#### EXERCISE REQUIREMENTS:
Swap "simplified polygon" for "reduced polygon" throughout the material and give it again with nothing else changed. Leave the pictures out of your answer.

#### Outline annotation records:
============

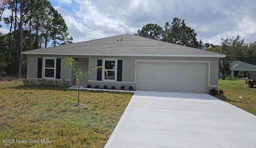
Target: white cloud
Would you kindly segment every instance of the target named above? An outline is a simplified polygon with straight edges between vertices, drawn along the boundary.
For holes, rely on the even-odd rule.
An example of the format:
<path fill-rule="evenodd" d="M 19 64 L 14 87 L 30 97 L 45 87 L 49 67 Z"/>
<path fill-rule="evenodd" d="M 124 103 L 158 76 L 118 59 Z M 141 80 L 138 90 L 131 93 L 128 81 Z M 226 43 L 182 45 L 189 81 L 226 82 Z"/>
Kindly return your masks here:
<path fill-rule="evenodd" d="M 60 3 L 67 3 L 71 4 L 72 2 L 72 0 L 57 0 L 58 2 Z"/>
<path fill-rule="evenodd" d="M 165 22 L 171 22 L 175 17 L 184 19 L 187 25 L 197 33 L 197 39 L 202 39 L 204 43 L 219 44 L 222 36 L 238 34 L 247 42 L 255 41 L 256 37 L 256 11 L 252 6 L 256 5 L 255 2 L 58 0 L 69 3 L 74 9 L 65 10 L 61 4 L 56 7 L 64 18 L 70 34 L 75 42 L 124 33 L 133 34 L 147 23 L 163 27 Z"/>

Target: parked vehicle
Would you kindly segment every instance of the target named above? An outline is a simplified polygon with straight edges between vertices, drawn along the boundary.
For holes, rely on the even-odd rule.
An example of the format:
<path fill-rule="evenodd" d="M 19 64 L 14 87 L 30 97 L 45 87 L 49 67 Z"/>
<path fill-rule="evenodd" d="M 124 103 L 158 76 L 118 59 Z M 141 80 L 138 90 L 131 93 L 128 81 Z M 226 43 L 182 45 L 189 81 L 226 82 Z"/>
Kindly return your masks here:
<path fill-rule="evenodd" d="M 250 71 L 250 80 L 248 80 L 248 86 L 253 87 L 256 85 L 256 71 Z"/>

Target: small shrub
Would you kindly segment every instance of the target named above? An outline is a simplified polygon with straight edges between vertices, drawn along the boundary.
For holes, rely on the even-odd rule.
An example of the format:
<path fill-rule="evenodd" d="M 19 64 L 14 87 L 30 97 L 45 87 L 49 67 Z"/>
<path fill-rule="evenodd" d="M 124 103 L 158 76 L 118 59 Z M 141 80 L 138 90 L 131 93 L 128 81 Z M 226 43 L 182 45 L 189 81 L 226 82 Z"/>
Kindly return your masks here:
<path fill-rule="evenodd" d="M 233 80 L 234 79 L 234 77 L 231 75 L 229 75 L 225 78 L 225 80 Z"/>
<path fill-rule="evenodd" d="M 218 94 L 218 90 L 214 88 L 210 90 L 210 93 L 212 95 L 217 95 Z"/>
<path fill-rule="evenodd" d="M 224 93 L 226 92 L 226 90 L 225 89 L 220 89 L 218 91 L 219 92 L 219 95 L 223 96 Z"/>
<path fill-rule="evenodd" d="M 57 81 L 57 80 L 55 81 L 55 82 L 54 82 L 54 86 L 55 87 L 59 86 L 59 82 Z"/>
<path fill-rule="evenodd" d="M 116 87 L 114 86 L 112 86 L 111 89 L 116 89 Z"/>
<path fill-rule="evenodd" d="M 89 84 L 87 85 L 87 88 L 91 88 L 91 84 Z"/>
<path fill-rule="evenodd" d="M 52 87 L 53 86 L 53 81 L 52 80 L 50 80 L 48 81 L 48 83 L 47 83 L 47 85 L 49 87 Z"/>
<path fill-rule="evenodd" d="M 101 87 L 101 86 L 98 84 L 94 86 L 94 88 L 97 89 L 99 89 L 100 87 Z"/>
<path fill-rule="evenodd" d="M 38 81 L 39 81 L 39 85 L 43 86 L 44 85 L 44 82 L 45 82 L 45 78 L 43 78 L 41 80 L 39 80 Z"/>
<path fill-rule="evenodd" d="M 239 73 L 236 76 L 238 78 L 238 79 L 240 79 L 240 78 L 242 77 L 243 76 L 243 75 L 242 73 Z"/>
<path fill-rule="evenodd" d="M 22 82 L 23 82 L 23 84 L 25 86 L 29 85 L 29 80 L 26 79 L 22 81 Z"/>
<path fill-rule="evenodd" d="M 104 89 L 107 89 L 107 85 L 104 85 L 103 86 L 103 88 Z"/>
<path fill-rule="evenodd" d="M 63 79 L 62 86 L 64 87 L 69 87 L 69 82 L 65 80 L 64 79 Z"/>
<path fill-rule="evenodd" d="M 31 86 L 34 85 L 34 81 L 31 80 L 30 82 L 30 85 Z"/>

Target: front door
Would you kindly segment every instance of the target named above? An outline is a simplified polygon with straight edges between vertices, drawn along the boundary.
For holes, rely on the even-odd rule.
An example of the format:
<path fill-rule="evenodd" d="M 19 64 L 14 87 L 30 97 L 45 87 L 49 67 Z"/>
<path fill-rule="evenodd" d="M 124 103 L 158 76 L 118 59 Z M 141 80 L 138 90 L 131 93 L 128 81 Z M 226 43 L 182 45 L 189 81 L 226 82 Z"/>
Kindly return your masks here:
<path fill-rule="evenodd" d="M 81 66 L 81 69 L 84 74 L 88 71 L 89 59 L 87 58 L 79 58 L 78 62 Z M 88 78 L 83 77 L 81 82 L 81 86 L 86 86 L 88 83 Z"/>

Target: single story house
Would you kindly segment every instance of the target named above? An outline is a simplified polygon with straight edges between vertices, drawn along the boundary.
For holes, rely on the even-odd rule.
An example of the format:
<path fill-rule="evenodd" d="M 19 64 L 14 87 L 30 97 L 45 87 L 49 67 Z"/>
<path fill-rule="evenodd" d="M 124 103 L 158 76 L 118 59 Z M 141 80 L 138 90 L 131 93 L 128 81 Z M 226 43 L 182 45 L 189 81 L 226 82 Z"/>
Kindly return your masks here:
<path fill-rule="evenodd" d="M 256 65 L 239 61 L 232 61 L 231 64 L 230 73 L 228 75 L 230 74 L 234 77 L 237 77 L 237 75 L 241 73 L 243 75 L 242 78 L 246 79 L 247 77 L 249 77 L 249 72 L 256 71 Z M 222 74 L 220 72 L 219 74 L 219 78 L 220 79 L 222 78 Z"/>
<path fill-rule="evenodd" d="M 90 84 L 126 89 L 207 93 L 218 87 L 219 58 L 225 55 L 128 34 L 23 52 L 27 55 L 27 78 L 74 85 L 70 67 L 61 63 L 71 57 L 86 71 L 97 66 L 81 85 Z"/>

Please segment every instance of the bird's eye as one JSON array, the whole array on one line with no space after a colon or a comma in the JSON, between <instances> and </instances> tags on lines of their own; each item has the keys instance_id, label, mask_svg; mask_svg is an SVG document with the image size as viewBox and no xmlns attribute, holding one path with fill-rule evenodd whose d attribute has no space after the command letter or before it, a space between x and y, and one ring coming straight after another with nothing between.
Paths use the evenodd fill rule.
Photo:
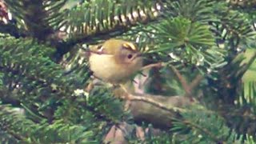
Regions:
<instances>
[{"instance_id":1,"label":"bird's eye","mask_svg":"<svg viewBox=\"0 0 256 144\"><path fill-rule=\"evenodd\" d=\"M102 50L103 50L102 45L98 46L97 46L97 50L98 50L98 51L102 51Z\"/></svg>"},{"instance_id":2,"label":"bird's eye","mask_svg":"<svg viewBox=\"0 0 256 144\"><path fill-rule=\"evenodd\" d=\"M131 58L133 58L133 54L128 54L127 58L130 59Z\"/></svg>"}]
</instances>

============

#### WRITTEN ANSWER:
Target: white cloud
Would you kindly segment every instance of the target named above? An outline is a reduced polygon with straight edges between vertices, drawn along the boundary.
For holes, rely on the even-odd rule.
An example of the format:
<path fill-rule="evenodd" d="M 19 64 L 14 87 L 30 97 L 45 87 L 49 67 Z"/>
<path fill-rule="evenodd" d="M 124 103 L 158 76 L 118 59 Z M 141 80 L 138 90 L 131 93 L 128 81 Z M 226 43 L 182 45 L 189 81 L 226 82 Z"/>
Kindly return your masks here:
<path fill-rule="evenodd" d="M 60 3 L 67 3 L 71 4 L 72 2 L 72 0 L 57 0 L 58 2 Z"/>
<path fill-rule="evenodd" d="M 165 22 L 171 22 L 175 17 L 184 19 L 187 25 L 197 33 L 197 39 L 202 39 L 204 43 L 219 44 L 222 36 L 238 34 L 247 42 L 255 41 L 256 37 L 256 11 L 252 6 L 256 5 L 255 2 L 58 0 L 69 3 L 74 9 L 65 10 L 61 4 L 56 7 L 64 18 L 70 34 L 75 42 L 124 33 L 133 34 L 147 23 L 163 27 Z"/>

Target: parked vehicle
Would you kindly segment every instance of the target named above? An outline is a reduced polygon with straight edges between vertices, drawn along the boundary.
For holes, rely on the even-odd rule.
An example of the format:
<path fill-rule="evenodd" d="M 19 64 L 14 87 L 30 97 L 45 87 L 49 67 Z"/>
<path fill-rule="evenodd" d="M 124 103 L 158 76 L 118 59 Z M 141 80 L 138 90 L 131 93 L 128 81 Z M 226 43 L 182 45 L 189 81 L 226 82 Z"/>
Kindly return your masks here:
<path fill-rule="evenodd" d="M 250 71 L 250 80 L 248 80 L 248 86 L 253 87 L 256 85 L 256 71 Z"/>

Target: small shrub
Would you kindly segment every instance of the target named above? An outline is a reduced polygon with straight edges between vertices, drawn along the boundary.
For holes, rely on the even-odd rule.
An example of the format:
<path fill-rule="evenodd" d="M 19 64 L 14 87 L 30 97 L 45 87 L 49 67 Z"/>
<path fill-rule="evenodd" d="M 124 103 L 158 76 L 118 59 Z M 141 80 L 138 90 L 131 93 L 128 81 Z M 226 43 L 182 45 L 189 81 L 226 82 Z"/>
Kindly return your masks here:
<path fill-rule="evenodd" d="M 233 80 L 234 79 L 234 77 L 231 75 L 229 75 L 225 78 L 225 80 Z"/>
<path fill-rule="evenodd" d="M 218 94 L 218 90 L 214 88 L 210 90 L 210 93 L 212 95 L 217 95 Z"/>
<path fill-rule="evenodd" d="M 224 93 L 226 92 L 226 90 L 225 89 L 220 89 L 218 91 L 219 92 L 219 95 L 223 96 Z"/>
<path fill-rule="evenodd" d="M 57 81 L 57 80 L 55 81 L 55 82 L 54 82 L 54 86 L 55 87 L 59 86 L 59 82 Z"/>
<path fill-rule="evenodd" d="M 116 87 L 114 86 L 112 86 L 111 89 L 116 89 Z"/>
<path fill-rule="evenodd" d="M 89 84 L 87 85 L 87 88 L 91 88 L 91 84 Z"/>
<path fill-rule="evenodd" d="M 52 87 L 53 86 L 53 81 L 52 80 L 50 80 L 48 81 L 48 83 L 47 83 L 47 85 L 49 87 Z"/>
<path fill-rule="evenodd" d="M 101 87 L 101 86 L 98 84 L 94 86 L 94 88 L 97 89 L 99 89 L 100 87 Z"/>
<path fill-rule="evenodd" d="M 38 81 L 39 81 L 39 85 L 43 86 L 44 85 L 44 82 L 45 82 L 45 78 L 43 78 L 41 80 L 39 80 Z"/>
<path fill-rule="evenodd" d="M 239 73 L 236 76 L 238 78 L 238 79 L 240 79 L 240 78 L 242 77 L 243 76 L 243 75 L 242 73 Z"/>
<path fill-rule="evenodd" d="M 22 82 L 23 82 L 23 84 L 25 86 L 29 85 L 29 80 L 26 79 L 22 81 Z"/>
<path fill-rule="evenodd" d="M 104 89 L 107 89 L 107 85 L 104 85 L 103 86 L 103 88 Z"/>
<path fill-rule="evenodd" d="M 63 79 L 62 86 L 64 87 L 69 87 L 69 82 L 65 80 L 64 79 Z"/>
<path fill-rule="evenodd" d="M 31 86 L 34 85 L 34 81 L 31 80 L 30 82 L 30 85 Z"/>

Target: front door
Would you kindly segment every instance of the target named above? An outline is a reduced polygon with straight edges between vertices, drawn along the boundary.
For holes, rely on the even-odd rule.
An example of the format:
<path fill-rule="evenodd" d="M 19 64 L 14 87 L 30 97 L 45 87 L 49 67 Z"/>
<path fill-rule="evenodd" d="M 124 103 L 158 76 L 118 59 Z M 141 80 L 138 90 L 131 93 L 128 81 Z M 226 43 L 182 45 L 189 81 L 226 82 Z"/>
Kindly return your masks here:
<path fill-rule="evenodd" d="M 81 66 L 81 69 L 84 74 L 88 71 L 89 59 L 87 58 L 79 58 L 78 62 Z M 88 78 L 83 77 L 81 82 L 81 86 L 86 86 L 88 83 Z"/>

Target: single story house
Would you kindly segment every instance of the target named above? An outline is a reduced polygon with straight edges between vertices, drawn along the boundary.
For holes, rely on the even-odd rule.
An example of the format:
<path fill-rule="evenodd" d="M 19 64 L 14 87 L 30 97 L 45 87 L 49 67 Z"/>
<path fill-rule="evenodd" d="M 124 103 L 158 76 L 118 59 Z M 141 80 L 138 90 L 131 93 L 128 81 Z M 226 43 L 182 45 L 189 81 L 226 82 Z"/>
Kindly return your masks here:
<path fill-rule="evenodd" d="M 256 65 L 239 61 L 232 61 L 231 64 L 230 73 L 228 75 L 230 74 L 234 77 L 237 77 L 237 75 L 241 73 L 243 75 L 242 78 L 246 79 L 247 77 L 249 77 L 249 72 L 256 71 Z M 222 74 L 220 72 L 219 74 L 219 78 L 220 79 L 222 78 Z"/>
<path fill-rule="evenodd" d="M 90 84 L 126 89 L 207 93 L 218 87 L 219 58 L 225 55 L 128 34 L 23 52 L 27 55 L 27 78 L 74 85 L 70 67 L 61 63 L 71 57 L 86 71 L 97 66 L 81 85 Z"/>

Please segment every instance of the bird's eye as one JSON array, the whole array on one line with no space after a colon or a comma in the JSON, between <instances> and </instances> tags on lines of their own; each item has the keys instance_id, label, mask_svg; mask_svg is an SVG document with the image size as viewBox and no xmlns attribute, holding one path with fill-rule evenodd whose d attribute has no space after the command letter or before it, a space between x and y, and one ring coming straight after another with nothing between.
Paths use the evenodd fill rule.
Photo:
Regions:
<instances>
[{"instance_id":1,"label":"bird's eye","mask_svg":"<svg viewBox=\"0 0 256 144\"><path fill-rule=\"evenodd\" d=\"M102 50L103 50L102 45L98 46L97 46L97 50L98 50L98 51L102 51Z\"/></svg>"},{"instance_id":2,"label":"bird's eye","mask_svg":"<svg viewBox=\"0 0 256 144\"><path fill-rule=\"evenodd\" d=\"M131 58L133 58L133 54L128 54L127 58L130 59Z\"/></svg>"}]
</instances>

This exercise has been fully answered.